══ Exercise passage
The former chair of the NHS trust where the serial killer Lucy Letby worked has said the board was “misled” by hospital executives.
Sir Duncan Nichol, who was the board’s chair, said it was told there was “no criminal activity pointing to any one individual” after two hospital-commissioned reviews in late 2016.
However, neither of these reviews was designed to investigate the concerns of senior doctors that Letby might be behind a series of unexplained baby deaths on the neonatal unit where she worked.
Letby, 33, was on Friday found guilty of murdering seven babies and trying to kill another six at the Countess of Chester hospital between June 2015 and June 2016. She was cleared of two counts of attempted murder and a jury was unable to reach verdicts on a further six attempted murder charges.
A government-commissioned inquiry will examine why the children’s nurse was allowed to continue on the unit despite senior doctors raising concerns about her for months.
Executives who had spent months saying there was no evidence against Letby commissioned two reviews following her removal from the unit in July 2016.
One of the reviews, by the Royal College of Paediatrics and Child Health, was into the general operation of the neonatal unit but recommended a “thorough external independent review of each unexpected neonatal death”.
The hospital then asked Dr Jane Hawdon, a neonatologist, to examine the case notes of a number of babies who had died between 2015 and 2016.
Hawdon is understood to have told Ian Harvey, the hospital’s medical director, that she did not have the time to conduct the thorough investigation the royal college had recommended.
Her five-page report, which the Guardian has seen, was completed in October 2016 and suggested a “broader forensic review” into the deaths of four babies because “after independent clinical review these deaths remain unexpected and unexplained”.
Nichol, who announced his retirement from the trust in November 2019, said in a statement to the BBC: “I believe that the board was misled in December 2016 when it received a report on the outcome of the external, independent case reviews.
“We were told explicitly that there was no criminal activity pointing to any one individual, when in truth the investigating neonatologist had stated that she had not had the time to complete the necessary in-depth case reviews.”
════
══ Dataset records
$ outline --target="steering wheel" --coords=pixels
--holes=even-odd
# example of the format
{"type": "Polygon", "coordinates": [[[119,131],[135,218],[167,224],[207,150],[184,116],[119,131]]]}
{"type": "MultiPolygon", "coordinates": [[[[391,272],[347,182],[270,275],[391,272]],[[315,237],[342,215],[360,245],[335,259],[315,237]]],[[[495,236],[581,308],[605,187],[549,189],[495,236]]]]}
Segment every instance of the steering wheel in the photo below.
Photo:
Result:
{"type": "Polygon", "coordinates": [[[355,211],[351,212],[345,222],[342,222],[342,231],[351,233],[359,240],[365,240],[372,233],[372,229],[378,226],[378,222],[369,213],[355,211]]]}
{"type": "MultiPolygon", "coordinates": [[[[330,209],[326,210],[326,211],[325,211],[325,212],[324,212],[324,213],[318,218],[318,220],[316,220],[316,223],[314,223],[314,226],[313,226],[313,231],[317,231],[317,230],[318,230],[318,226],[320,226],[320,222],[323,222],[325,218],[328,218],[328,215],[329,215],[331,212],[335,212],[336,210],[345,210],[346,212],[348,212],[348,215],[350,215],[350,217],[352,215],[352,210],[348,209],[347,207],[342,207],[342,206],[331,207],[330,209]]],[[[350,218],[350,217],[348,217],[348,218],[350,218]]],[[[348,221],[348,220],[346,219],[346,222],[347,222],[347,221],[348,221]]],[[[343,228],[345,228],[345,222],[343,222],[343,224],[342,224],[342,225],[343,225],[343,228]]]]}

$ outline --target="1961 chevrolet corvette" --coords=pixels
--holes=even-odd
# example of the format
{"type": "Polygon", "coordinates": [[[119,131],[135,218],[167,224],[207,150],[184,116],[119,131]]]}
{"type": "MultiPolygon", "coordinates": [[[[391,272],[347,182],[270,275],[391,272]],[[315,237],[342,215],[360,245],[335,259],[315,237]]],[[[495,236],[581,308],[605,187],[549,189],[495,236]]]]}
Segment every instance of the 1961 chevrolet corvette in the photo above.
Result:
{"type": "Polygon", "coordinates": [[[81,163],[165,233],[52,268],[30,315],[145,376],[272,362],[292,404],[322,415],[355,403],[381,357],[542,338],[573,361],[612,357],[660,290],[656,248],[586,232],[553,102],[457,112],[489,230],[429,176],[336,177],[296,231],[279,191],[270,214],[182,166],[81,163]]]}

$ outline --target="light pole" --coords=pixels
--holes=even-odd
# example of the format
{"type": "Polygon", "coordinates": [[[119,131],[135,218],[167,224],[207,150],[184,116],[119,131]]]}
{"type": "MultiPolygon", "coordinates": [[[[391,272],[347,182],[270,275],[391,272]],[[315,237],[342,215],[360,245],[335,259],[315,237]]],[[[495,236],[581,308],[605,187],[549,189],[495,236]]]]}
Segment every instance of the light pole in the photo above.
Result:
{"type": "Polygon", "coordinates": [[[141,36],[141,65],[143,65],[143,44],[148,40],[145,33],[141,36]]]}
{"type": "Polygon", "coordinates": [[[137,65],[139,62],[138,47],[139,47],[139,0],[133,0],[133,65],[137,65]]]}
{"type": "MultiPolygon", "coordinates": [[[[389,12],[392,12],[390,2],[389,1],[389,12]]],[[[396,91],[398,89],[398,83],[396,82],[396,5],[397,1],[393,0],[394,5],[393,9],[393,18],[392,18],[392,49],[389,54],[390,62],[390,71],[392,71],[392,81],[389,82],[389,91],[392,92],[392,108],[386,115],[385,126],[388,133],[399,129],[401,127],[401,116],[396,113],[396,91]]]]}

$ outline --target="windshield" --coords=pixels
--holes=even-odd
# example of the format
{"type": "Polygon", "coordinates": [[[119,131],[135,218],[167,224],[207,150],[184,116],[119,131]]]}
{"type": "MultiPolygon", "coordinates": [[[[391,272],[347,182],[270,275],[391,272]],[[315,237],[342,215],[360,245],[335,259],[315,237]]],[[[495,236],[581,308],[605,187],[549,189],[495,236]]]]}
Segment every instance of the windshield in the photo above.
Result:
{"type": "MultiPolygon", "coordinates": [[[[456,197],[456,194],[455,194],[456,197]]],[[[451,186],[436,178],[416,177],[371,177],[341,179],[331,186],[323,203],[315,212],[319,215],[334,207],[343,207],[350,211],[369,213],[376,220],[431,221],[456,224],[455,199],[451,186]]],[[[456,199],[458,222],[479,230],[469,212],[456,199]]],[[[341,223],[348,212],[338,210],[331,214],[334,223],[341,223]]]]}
════
• The task
Using the news report on the hospital board's handling of the Letby concerns, answer these:
(a) In what month and year was Letby removed from the neonatal unit?
(b) When was Dr Jane Hawdon's five-page report completed?
(c) When did Sir Duncan Nichol announce his retirement from the trust?
The entries stand apart from the news report and are a separate body of material.

• Solution
(a) July 2016
(b) October 2016
(c) November 2019